**EXERCISE OBJECTIVE:**
Look for the word "vertices" in the records, and copy each line where it appears.
── DATA FOR THIS TASK ──
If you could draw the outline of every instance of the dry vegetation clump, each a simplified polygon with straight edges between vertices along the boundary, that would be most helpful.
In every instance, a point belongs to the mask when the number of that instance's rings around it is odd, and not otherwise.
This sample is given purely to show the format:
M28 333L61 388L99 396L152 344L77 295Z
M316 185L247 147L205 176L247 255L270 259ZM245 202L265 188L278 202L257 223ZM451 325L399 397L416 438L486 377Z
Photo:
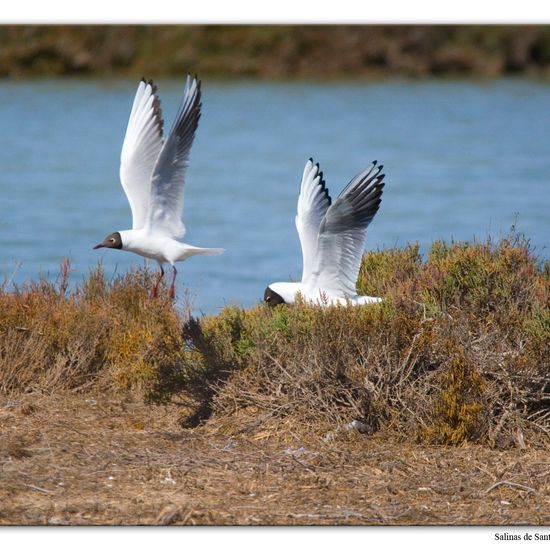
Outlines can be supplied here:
───
── DATA FOR THIS TASK ──
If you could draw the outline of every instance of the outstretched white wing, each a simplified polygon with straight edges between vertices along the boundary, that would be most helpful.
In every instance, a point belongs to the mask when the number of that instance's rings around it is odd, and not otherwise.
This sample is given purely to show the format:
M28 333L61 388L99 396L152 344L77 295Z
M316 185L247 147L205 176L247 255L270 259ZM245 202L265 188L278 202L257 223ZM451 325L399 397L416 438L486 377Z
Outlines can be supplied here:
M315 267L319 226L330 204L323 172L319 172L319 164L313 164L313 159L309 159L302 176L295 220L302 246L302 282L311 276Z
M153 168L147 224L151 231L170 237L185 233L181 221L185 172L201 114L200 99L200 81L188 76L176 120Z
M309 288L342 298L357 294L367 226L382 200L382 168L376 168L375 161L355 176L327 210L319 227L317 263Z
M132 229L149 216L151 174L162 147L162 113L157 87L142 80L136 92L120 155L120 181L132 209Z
───
**WRITTEN SOLUTION:**
If you could draw the outline of every instance of the dry vegetation clump, each a simplified polygon with straight edges between vertices along the boundary, that would be most helpful.
If you could draw the outline of every instance of the outstretched white wing, each a simplified polygon with straight edges between vertices along the boundary, that would be most helpful.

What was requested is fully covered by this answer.